Direction: Gather every line of the data below that contains the word "shrub", treating uppercase and lowercase as different. Copy each of those lines unchanged.

** Start Recorded data **

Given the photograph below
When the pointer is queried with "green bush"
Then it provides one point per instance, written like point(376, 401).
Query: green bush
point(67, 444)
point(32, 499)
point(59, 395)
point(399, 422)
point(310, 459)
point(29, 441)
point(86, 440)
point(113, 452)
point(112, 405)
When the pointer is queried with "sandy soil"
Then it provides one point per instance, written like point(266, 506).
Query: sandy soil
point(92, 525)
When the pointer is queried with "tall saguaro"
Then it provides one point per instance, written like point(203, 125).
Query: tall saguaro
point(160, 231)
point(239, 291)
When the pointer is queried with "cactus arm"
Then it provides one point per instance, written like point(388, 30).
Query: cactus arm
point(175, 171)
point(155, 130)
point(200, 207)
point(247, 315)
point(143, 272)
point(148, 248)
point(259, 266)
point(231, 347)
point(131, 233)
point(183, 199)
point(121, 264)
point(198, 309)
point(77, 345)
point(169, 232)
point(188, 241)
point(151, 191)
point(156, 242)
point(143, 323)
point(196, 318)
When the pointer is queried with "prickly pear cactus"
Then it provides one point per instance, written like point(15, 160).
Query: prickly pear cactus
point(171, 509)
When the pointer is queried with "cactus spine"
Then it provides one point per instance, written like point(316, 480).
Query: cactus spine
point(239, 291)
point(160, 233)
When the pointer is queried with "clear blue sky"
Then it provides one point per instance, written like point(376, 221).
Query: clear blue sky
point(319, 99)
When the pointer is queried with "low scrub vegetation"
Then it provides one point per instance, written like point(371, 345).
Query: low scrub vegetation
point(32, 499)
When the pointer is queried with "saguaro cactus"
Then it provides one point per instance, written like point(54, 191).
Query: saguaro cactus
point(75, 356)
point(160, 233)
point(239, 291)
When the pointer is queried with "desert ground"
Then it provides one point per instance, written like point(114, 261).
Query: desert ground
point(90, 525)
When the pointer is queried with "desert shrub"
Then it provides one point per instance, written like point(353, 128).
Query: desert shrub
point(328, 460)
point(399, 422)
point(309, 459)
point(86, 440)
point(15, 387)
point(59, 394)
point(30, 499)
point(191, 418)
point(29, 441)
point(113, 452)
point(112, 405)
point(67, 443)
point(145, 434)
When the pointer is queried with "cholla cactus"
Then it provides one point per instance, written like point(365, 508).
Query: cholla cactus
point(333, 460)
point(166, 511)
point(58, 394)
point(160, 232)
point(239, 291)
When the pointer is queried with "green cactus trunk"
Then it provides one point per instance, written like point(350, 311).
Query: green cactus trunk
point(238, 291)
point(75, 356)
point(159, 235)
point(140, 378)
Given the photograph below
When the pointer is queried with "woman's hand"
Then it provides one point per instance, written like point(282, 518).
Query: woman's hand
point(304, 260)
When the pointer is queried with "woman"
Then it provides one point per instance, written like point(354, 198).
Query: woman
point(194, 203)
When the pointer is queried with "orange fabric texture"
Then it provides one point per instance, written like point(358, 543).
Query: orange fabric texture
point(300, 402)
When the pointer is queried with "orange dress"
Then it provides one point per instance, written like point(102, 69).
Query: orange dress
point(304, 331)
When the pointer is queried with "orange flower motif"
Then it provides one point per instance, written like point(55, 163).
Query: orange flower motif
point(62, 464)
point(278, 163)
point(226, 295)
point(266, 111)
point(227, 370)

** End Recorded data **

Answer to the task:
When the pointer is queried with "desert shrub"
Query: desert shrub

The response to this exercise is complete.